_WORK INSTRUCTION_
Print, exactly and with no pictures, the line containing "point, then give the position of each instance." and each line after it to the end of the entries below.

_DATA TO PROCESS_
::::::::

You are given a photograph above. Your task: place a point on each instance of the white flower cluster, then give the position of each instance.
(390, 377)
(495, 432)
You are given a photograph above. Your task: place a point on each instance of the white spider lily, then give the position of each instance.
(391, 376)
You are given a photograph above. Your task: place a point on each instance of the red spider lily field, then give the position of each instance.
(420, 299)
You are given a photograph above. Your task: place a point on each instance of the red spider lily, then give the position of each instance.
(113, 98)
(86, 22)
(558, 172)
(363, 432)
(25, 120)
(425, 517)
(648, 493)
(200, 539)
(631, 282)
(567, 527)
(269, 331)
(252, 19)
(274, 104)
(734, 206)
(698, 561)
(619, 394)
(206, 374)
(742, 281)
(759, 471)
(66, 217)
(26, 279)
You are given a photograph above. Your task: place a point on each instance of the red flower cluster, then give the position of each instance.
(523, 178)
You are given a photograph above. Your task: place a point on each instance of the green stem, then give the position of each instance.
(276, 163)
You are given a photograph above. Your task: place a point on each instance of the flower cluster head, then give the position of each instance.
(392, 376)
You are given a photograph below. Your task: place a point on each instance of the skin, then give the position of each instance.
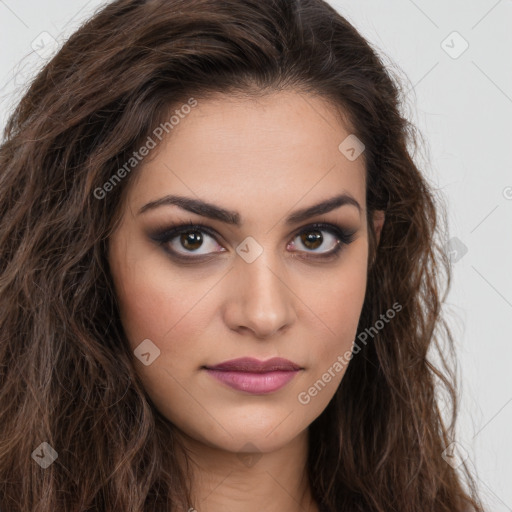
(265, 159)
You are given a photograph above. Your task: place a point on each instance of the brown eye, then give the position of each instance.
(312, 239)
(191, 240)
(315, 239)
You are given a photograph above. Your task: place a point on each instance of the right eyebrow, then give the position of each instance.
(215, 212)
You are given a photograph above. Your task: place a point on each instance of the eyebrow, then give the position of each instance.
(212, 211)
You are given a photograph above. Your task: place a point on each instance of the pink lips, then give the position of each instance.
(254, 376)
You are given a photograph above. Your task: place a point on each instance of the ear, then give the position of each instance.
(378, 221)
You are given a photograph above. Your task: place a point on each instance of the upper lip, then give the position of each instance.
(249, 364)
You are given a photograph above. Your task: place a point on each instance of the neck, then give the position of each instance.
(276, 481)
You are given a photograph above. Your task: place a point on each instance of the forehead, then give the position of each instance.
(239, 152)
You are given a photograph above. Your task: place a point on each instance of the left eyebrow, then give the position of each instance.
(212, 211)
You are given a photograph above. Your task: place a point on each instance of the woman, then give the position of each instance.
(220, 273)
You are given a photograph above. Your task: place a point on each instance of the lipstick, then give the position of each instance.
(254, 376)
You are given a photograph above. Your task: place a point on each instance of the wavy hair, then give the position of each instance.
(66, 371)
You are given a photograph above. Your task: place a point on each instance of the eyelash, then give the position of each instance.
(172, 231)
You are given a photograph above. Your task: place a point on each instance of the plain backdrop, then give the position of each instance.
(455, 61)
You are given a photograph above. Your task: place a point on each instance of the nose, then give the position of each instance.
(260, 299)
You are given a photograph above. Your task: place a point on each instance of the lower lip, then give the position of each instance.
(256, 383)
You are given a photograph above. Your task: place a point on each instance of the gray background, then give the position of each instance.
(462, 103)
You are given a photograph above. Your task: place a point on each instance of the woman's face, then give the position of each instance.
(259, 282)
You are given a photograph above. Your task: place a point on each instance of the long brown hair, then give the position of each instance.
(66, 372)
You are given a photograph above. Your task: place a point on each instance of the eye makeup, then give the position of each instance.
(172, 231)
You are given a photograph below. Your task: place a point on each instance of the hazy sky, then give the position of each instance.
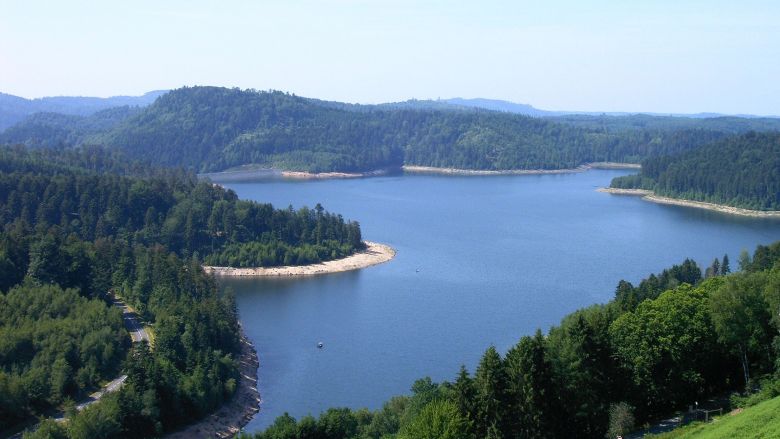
(627, 55)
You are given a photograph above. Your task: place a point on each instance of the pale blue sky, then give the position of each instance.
(630, 55)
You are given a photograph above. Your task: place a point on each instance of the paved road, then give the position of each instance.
(137, 333)
(132, 323)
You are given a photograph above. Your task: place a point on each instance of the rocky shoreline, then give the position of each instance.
(375, 253)
(650, 196)
(232, 416)
(413, 169)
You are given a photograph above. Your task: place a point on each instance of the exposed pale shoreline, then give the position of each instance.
(232, 416)
(302, 175)
(250, 173)
(455, 171)
(650, 196)
(375, 253)
(253, 174)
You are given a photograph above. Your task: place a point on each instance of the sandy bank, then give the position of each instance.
(300, 175)
(614, 165)
(650, 196)
(229, 419)
(241, 174)
(374, 254)
(455, 171)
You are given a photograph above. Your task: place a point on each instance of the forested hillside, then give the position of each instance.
(80, 223)
(212, 129)
(14, 109)
(741, 171)
(676, 338)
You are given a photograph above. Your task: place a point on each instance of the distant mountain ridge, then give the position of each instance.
(211, 129)
(529, 110)
(14, 109)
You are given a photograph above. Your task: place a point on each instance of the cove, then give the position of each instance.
(481, 261)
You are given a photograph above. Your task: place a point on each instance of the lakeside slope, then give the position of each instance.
(414, 169)
(650, 196)
(375, 253)
(231, 417)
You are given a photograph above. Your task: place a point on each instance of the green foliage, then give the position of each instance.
(437, 420)
(76, 224)
(669, 347)
(54, 344)
(621, 420)
(741, 171)
(212, 129)
(760, 421)
(655, 348)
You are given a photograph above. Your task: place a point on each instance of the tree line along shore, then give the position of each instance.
(80, 222)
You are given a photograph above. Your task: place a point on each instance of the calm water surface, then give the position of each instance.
(481, 261)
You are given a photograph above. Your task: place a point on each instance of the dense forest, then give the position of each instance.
(80, 223)
(741, 171)
(677, 337)
(212, 129)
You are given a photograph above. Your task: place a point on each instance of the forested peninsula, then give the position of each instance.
(741, 171)
(721, 160)
(210, 129)
(84, 226)
(679, 336)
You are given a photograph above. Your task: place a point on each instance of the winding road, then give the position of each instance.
(138, 333)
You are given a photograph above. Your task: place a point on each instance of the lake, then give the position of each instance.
(481, 261)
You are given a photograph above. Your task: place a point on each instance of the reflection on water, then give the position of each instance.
(481, 260)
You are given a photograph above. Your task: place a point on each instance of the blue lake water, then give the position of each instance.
(481, 261)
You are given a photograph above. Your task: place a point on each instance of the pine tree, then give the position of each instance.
(529, 388)
(489, 387)
(724, 266)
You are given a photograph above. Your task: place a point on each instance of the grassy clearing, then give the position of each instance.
(759, 421)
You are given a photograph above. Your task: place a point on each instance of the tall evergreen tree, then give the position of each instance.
(489, 385)
(530, 391)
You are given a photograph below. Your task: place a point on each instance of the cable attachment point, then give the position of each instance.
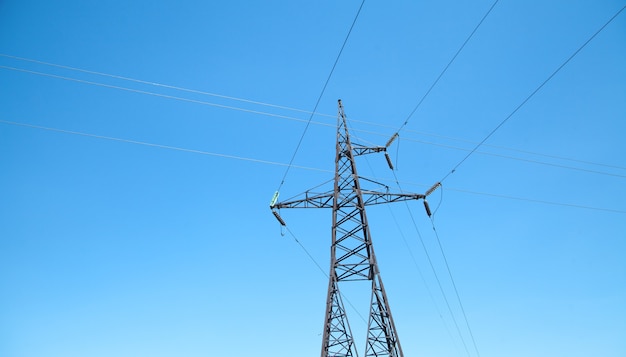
(388, 160)
(280, 220)
(427, 207)
(394, 137)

::::::::

_RESPONSE TO THIS TASK_
You are given a photograph below. Your task: place a point on each instance of the cable attachment point, then give the position of each instance.
(388, 160)
(280, 220)
(427, 207)
(394, 137)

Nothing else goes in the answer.